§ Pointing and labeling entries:
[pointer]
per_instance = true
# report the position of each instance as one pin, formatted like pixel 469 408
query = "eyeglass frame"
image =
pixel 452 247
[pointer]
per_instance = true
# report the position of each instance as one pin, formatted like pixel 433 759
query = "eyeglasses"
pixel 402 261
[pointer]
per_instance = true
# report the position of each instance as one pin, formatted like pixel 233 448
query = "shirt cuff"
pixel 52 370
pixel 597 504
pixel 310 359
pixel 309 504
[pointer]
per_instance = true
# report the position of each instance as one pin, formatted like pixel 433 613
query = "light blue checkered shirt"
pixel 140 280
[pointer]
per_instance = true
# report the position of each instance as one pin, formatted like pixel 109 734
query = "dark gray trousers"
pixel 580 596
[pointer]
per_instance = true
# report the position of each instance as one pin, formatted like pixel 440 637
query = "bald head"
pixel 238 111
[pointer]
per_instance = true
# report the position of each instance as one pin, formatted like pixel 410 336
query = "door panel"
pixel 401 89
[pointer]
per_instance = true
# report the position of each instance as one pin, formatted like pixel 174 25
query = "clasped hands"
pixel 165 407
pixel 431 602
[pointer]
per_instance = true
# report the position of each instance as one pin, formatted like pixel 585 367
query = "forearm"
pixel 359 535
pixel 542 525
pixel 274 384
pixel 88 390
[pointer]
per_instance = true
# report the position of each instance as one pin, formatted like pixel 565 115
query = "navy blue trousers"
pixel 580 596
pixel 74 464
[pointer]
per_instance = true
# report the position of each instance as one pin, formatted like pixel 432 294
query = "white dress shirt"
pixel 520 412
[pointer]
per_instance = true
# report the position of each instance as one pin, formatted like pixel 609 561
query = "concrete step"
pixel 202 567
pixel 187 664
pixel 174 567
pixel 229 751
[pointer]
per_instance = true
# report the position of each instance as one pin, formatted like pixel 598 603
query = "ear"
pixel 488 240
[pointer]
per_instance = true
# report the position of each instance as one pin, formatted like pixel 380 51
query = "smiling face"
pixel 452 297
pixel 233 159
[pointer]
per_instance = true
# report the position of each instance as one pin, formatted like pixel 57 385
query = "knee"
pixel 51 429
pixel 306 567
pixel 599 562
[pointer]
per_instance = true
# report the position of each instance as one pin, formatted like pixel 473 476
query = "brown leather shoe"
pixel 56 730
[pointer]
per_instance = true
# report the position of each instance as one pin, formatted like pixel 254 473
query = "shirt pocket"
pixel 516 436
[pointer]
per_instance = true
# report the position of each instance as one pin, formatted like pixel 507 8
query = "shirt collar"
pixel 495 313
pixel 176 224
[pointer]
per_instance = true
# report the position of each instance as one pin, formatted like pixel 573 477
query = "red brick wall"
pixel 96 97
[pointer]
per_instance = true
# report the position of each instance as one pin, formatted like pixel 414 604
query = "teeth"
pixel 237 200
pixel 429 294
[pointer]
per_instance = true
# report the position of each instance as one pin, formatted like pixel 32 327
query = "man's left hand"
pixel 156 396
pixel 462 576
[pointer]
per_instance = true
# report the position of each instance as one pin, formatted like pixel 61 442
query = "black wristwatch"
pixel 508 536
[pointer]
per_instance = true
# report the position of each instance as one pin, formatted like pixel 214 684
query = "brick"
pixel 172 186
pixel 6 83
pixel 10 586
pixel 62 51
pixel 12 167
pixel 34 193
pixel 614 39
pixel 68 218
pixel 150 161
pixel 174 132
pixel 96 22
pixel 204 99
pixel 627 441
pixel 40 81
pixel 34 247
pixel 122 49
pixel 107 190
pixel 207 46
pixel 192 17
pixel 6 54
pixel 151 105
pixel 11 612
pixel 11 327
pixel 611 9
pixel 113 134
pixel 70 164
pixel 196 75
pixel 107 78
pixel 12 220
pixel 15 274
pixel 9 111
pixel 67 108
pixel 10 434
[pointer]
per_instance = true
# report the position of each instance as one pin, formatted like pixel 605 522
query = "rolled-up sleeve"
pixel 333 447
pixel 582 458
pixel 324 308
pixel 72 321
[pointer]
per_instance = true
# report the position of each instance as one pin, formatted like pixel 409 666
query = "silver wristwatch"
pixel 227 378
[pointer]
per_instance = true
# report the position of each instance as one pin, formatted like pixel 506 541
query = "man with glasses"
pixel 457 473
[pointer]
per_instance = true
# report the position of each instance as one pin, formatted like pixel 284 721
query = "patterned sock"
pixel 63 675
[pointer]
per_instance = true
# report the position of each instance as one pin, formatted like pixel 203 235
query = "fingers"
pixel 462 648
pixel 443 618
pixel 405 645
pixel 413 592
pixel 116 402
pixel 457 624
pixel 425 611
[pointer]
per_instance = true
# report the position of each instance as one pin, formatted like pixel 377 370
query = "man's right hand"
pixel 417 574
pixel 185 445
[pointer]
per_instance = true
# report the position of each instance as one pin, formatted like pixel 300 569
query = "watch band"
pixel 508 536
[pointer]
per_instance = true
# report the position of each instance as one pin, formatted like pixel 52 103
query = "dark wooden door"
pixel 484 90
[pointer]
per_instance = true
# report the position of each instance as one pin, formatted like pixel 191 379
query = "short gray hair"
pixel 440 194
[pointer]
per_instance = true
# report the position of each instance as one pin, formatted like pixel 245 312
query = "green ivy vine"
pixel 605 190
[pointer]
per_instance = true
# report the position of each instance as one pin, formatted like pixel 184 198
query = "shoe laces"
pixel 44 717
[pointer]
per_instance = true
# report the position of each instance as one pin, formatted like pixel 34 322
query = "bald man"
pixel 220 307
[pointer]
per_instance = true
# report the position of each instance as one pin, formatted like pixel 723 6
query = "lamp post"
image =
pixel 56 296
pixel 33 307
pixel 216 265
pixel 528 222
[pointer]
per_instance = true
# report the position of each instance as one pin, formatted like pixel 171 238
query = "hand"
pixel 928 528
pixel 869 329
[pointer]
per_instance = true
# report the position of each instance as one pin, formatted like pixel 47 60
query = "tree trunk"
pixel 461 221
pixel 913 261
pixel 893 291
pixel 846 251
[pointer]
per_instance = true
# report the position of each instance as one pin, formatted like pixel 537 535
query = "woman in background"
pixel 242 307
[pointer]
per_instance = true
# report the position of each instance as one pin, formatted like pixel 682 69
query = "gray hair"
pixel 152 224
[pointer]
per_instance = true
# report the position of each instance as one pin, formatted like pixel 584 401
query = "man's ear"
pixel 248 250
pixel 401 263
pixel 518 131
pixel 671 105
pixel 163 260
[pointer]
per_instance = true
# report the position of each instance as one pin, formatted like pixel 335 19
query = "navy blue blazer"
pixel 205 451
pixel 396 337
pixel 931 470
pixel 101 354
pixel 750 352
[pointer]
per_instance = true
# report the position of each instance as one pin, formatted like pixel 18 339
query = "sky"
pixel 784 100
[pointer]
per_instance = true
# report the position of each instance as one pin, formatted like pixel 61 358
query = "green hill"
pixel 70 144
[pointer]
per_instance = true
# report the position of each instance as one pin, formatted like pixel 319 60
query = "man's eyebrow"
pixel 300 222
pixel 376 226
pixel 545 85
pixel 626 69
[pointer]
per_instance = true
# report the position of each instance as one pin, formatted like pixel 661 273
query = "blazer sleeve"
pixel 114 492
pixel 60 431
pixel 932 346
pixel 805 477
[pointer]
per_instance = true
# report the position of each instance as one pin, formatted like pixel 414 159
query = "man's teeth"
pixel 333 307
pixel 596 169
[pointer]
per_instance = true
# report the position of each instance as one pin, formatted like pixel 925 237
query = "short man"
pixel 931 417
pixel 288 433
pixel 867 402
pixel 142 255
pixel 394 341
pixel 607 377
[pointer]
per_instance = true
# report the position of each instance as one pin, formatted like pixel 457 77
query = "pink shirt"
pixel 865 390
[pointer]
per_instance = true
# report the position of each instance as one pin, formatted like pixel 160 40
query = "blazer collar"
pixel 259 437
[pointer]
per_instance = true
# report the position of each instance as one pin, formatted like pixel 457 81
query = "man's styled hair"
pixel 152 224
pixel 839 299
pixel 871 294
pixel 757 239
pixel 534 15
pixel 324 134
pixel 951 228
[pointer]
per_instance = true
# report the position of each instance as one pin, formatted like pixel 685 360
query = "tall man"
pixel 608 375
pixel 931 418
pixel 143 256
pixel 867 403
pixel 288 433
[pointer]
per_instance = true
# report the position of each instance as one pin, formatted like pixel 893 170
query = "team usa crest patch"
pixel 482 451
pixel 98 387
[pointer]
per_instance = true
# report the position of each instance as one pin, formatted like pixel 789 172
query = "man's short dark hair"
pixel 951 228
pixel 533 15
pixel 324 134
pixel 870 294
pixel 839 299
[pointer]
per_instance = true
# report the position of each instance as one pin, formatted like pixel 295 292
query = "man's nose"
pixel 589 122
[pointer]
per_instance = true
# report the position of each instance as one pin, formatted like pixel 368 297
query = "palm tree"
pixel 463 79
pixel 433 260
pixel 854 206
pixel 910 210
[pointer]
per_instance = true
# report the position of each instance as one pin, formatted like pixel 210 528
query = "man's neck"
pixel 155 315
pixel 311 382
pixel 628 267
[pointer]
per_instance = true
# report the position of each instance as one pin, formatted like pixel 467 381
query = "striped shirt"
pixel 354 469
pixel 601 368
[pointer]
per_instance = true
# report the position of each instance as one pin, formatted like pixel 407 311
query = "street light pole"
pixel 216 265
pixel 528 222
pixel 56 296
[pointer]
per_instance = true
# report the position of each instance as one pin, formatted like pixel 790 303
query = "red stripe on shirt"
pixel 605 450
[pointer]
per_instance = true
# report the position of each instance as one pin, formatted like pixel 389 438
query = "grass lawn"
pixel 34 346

§ WHAT IS NEEDED: Count the lines in the records above that contain the string "hair", and give only the number.

§ SOLUTION TO THE PROBLEM: 4